▸ What you will do: Reproduce the text below on specialized T cells in the human cornea in full, word for word, before turning to the data.

START Text section

Immunity system complexity: special T cells im cornea (Introduction)

by David Turell @, Wednesday, August 23, 2023, 19:39 (248 days ago) @ David Turell

A new technique found them:

https://www.the-scientist.com/news/specialized-t-cells-patrol-human-cornea-71296

"The consensus about innate immune cells in the cornea was based on in vivo confocal microscopy (IVCM), the current gold standard static imaging technique.3 However, IVCM has a few limitations, according to Chinnery. To better understand the cornea and its immune cells, Chinnery and her coauthor Laura Downie pioneered a new technique for dynamic corneal imaging: functional in vivo confocal microscopy (Fun-IVCM).

***

"...the authors performed Fun-IVCM on healthy human subjects and compared the morphology and behavior of the cells they videoed with those they found in mice. The movement and morphology of the cells was akin to the T cells seen in mouse corneas following viral infection.

"Next, they performed Fun-IVCM on individuals before and after they were exposed to inflammatory stimuli, demonstrating the response of the corneal cell populations to the inflammation. Acute inflammatory stimuli in the form of contact lens application reduced the number of T cells in the cornea. Chronic inflammation in the form of untreated ocular allergy did not affect the number of T cells, but it enhanced their motility.

END Text section
START Information provided

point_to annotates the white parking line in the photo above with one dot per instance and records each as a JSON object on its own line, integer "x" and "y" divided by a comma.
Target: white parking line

END Information provided

▸ Reply to the exercise:
Immunity system complexity: special T cells im cornea (Introduction)

by David Turell @, Wednesday, August 23, 2023, 19:39 (248 days ago) @ David Turell

A new technique found them:

https://www.the-scientist.com/news/specialized-t-cells-patrol-human-cornea-71296

"The consensus about innate immune cells in the cornea was based on in vivo confocal microscopy (IVCM), the current gold standard static imaging technique.3 However, IVCM has a few limitations, according to Chinnery. To better understand the cornea and its immune cells, Chinnery and her coauthor Laura Downie pioneered a new technique for dynamic corneal imaging: functional in vivo confocal microscopy (Fun-IVCM).

***

"...the authors performed Fun-IVCM on healthy human subjects and compared the morphology and behavior of the cells they videoed with those they found in mice. The movement and morphology of the cells was akin to the T cells seen in mouse corneas following viral infection.

"Next, they performed Fun-IVCM on individuals before and after they were exposed to inflammatory stimuli, demonstrating the response of the corneal cell populations to the inflammation. Acute inflammatory stimuli in the form of contact lens application reduced the number of T cells in the cornea. Chronic inflammation in the form of untreated ocular allergy did not affect the number of T cells, but it enhanced their motility.